= Your assignment =
The copy you produce must repeat each record exactly and contain no pictures.

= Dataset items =

- Opening Delimiter -

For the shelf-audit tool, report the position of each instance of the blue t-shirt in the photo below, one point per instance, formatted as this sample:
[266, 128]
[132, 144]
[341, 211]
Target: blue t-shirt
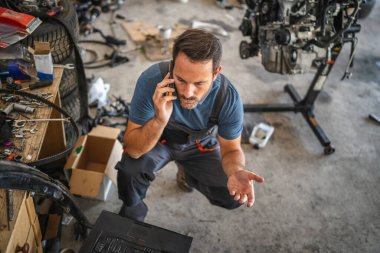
[230, 124]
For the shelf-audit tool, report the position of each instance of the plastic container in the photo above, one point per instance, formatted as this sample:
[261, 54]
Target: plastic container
[260, 135]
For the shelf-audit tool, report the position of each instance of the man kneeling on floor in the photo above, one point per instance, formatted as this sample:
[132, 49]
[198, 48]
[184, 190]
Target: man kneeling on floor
[197, 123]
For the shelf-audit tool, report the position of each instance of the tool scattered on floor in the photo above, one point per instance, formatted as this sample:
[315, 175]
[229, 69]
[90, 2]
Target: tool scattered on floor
[374, 118]
[9, 200]
[65, 66]
[38, 84]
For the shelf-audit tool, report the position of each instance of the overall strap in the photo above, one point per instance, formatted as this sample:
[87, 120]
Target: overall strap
[219, 101]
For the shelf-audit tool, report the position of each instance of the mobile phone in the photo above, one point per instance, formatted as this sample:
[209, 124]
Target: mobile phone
[171, 67]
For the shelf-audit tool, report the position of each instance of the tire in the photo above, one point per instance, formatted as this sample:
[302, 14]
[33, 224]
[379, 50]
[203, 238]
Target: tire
[53, 32]
[366, 8]
[69, 81]
[71, 104]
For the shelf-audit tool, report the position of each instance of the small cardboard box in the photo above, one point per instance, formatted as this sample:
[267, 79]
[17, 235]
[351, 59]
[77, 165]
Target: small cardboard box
[43, 60]
[90, 167]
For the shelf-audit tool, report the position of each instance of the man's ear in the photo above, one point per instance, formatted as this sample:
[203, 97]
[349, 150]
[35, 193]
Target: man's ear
[216, 73]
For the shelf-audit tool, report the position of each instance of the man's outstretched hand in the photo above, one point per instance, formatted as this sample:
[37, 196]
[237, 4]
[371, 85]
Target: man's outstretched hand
[240, 185]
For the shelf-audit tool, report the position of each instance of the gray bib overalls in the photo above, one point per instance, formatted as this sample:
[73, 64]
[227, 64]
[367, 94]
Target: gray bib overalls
[197, 151]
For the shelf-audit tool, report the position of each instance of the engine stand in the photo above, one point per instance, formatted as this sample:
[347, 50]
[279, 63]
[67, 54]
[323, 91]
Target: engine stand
[305, 105]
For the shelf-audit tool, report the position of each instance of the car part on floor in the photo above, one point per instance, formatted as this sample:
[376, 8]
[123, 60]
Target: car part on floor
[58, 156]
[18, 176]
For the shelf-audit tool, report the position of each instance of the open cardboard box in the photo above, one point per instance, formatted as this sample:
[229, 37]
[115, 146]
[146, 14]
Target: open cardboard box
[90, 167]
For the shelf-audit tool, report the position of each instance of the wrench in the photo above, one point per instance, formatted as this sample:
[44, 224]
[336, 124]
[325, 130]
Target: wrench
[65, 66]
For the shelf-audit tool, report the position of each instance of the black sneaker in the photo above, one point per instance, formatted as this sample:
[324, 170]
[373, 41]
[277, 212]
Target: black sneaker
[137, 212]
[181, 179]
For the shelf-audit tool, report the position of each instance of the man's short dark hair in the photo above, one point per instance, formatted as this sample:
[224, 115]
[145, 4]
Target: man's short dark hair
[199, 45]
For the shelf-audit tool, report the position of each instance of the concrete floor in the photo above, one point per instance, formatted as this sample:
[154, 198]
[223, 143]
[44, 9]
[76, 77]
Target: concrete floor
[309, 202]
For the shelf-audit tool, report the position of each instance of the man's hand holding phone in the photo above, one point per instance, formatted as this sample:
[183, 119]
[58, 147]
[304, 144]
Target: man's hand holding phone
[162, 99]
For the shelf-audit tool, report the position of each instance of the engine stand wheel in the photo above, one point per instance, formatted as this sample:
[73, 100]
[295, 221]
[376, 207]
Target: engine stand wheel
[245, 50]
[328, 150]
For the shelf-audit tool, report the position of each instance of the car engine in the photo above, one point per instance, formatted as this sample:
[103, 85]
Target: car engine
[291, 35]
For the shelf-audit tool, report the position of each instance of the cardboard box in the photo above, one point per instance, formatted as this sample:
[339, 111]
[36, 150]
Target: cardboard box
[43, 60]
[90, 168]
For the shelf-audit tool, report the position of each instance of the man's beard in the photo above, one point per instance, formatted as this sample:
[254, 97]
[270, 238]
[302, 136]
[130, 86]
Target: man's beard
[188, 103]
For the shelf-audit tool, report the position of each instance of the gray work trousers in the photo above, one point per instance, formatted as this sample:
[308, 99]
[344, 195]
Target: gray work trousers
[203, 171]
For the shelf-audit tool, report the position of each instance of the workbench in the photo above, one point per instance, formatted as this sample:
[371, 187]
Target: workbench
[49, 139]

- Closing Delimiter -

= Reply =
For the shelf-audit tool, report the position of each instance of the blue t-shirt in the photo below, one point per instance, formatted as this sample:
[266, 128]
[132, 144]
[341, 211]
Target: blue t-shirt
[230, 124]
For the shelf-audit tool, report the position of each instance of the plastic container in the photo above, one point per instance, formatted as this sample:
[261, 54]
Target: plastic container
[260, 135]
For the shelf-audit tool, report the position of each instance of the man kneeling on floor in the photo above, one point per instance, formatted as this sample:
[132, 49]
[198, 48]
[184, 190]
Target: man kneeling on floor
[197, 123]
For the shelf-audit tool, report the position of each instance of the tool scattered on floor in the photo above, one point per instance, formatted as this sample:
[315, 175]
[229, 69]
[90, 2]
Target: tool scattered on floor
[374, 118]
[9, 200]
[65, 66]
[38, 84]
For the shelf-audit tool, report the position of each instance of the overall strap in the photo above, one point per instance, formatted as this sample:
[87, 120]
Target: overall strap
[219, 101]
For the shelf-audit tool, report the position of each instance of the mobile phone in the photo above, one point per instance, formatted as this sample:
[209, 124]
Target: mobile phone
[171, 67]
For the shelf-audit tool, report the position of each instance of the tire in the photo above, one point per instance, formatted as this sample:
[302, 14]
[33, 224]
[379, 50]
[203, 238]
Target: tire
[53, 32]
[366, 8]
[69, 81]
[71, 104]
For the shelf-audit tool, report the position of each instance of the small cardboard box in the photo above, one point per instance, formatted as this sample:
[267, 79]
[17, 235]
[351, 59]
[77, 165]
Target: small cardboard box
[43, 60]
[90, 167]
For the shelf-audit tool, report the position of each instance of the man's ear in the photo above, one point per instance, formatted as this sample:
[203, 97]
[349, 150]
[35, 193]
Target: man's ear
[216, 73]
For the shelf-audit tool, report the position of each instance of the man's outstretched hand in the photo above, one point per instance, formatted as this sample:
[37, 196]
[237, 4]
[371, 85]
Target: man's outstretched hand
[240, 185]
For the shelf-audit tool, report the position of each instance of the gray bib overalls in the photo above, one point per instance, formatted as this sample:
[73, 64]
[227, 64]
[367, 94]
Target: gray bib overalls
[197, 151]
For the shelf-audit tool, report the position of each instance of the engine stand in the photo above, one point per instance, formatted as this sample:
[347, 50]
[279, 63]
[67, 54]
[323, 91]
Target: engine stand
[305, 105]
For the shelf-audit tool, report the position of each instance of the car part on floor in the photo above, one point per instance, formatted as this sample:
[376, 8]
[123, 60]
Target: car part on floor
[58, 156]
[18, 176]
For the shelf-audit tool, report the position of each instance of the open cardboard box in the photo above, one point per instance, formatted as this sample:
[229, 37]
[115, 146]
[146, 14]
Target: open cardboard box
[90, 167]
For the shelf-audit tool, report the position of each instance of the wrench in the photo above, one point per instance, formatted as this sample:
[44, 224]
[336, 124]
[325, 130]
Target: wrench
[65, 66]
For the shelf-audit tool, report the position of each instance of the black sneaker in the photo above, one point per instance, formatted as this sample:
[324, 170]
[373, 41]
[277, 212]
Target: black sneaker
[137, 212]
[181, 179]
For the shelf-audit tool, report the position of each instance of the man's short dark hair in the photo above, one point per instance, formatted as this sample:
[224, 115]
[145, 4]
Target: man's short dark hair
[199, 45]
For the shelf-audit tool, report the position of each instance of the concrete floor in the photo above, one point per instance, formatted as this sample:
[154, 198]
[223, 143]
[44, 9]
[76, 77]
Target: concrete floor
[309, 202]
For the shelf-audit tool, report the position of each instance of the man's hand holding phone in the photo above, one point per instance, formatted as this sample:
[183, 119]
[58, 147]
[304, 144]
Target: man's hand holding phone
[162, 99]
For the shelf-audit tool, report the position of each instance of the engine stand wheel in the photo above, one point per instance, formatted as this sample:
[73, 100]
[295, 221]
[376, 207]
Target: engine stand wheel
[245, 50]
[328, 150]
For the shelf-audit tool, report the position of each instance of the car engine in the photo above, one point per instance, formatted as this sample:
[103, 85]
Target: car engine
[291, 35]
For the shelf-audit tool, report the position of each instance of the cardboard box in the photo above, one point per instance, formatted as this sample:
[339, 111]
[36, 150]
Target: cardboard box
[43, 60]
[90, 168]
For the shelf-audit tool, report the position of each instance of the man's beard in the photo above, one point per instance, formatted as this sample:
[254, 97]
[270, 238]
[302, 136]
[130, 86]
Target: man's beard
[188, 103]
For the shelf-audit tool, report the position of each instance of the gray work trousers in the photo above, one point per instance, formatted as this sample:
[308, 99]
[344, 195]
Target: gray work trousers
[203, 171]
For the shelf-audit tool, report the position of each instance of the workbench in the photo above, one point per instance, formatted as this sample:
[371, 187]
Target: workbench
[49, 139]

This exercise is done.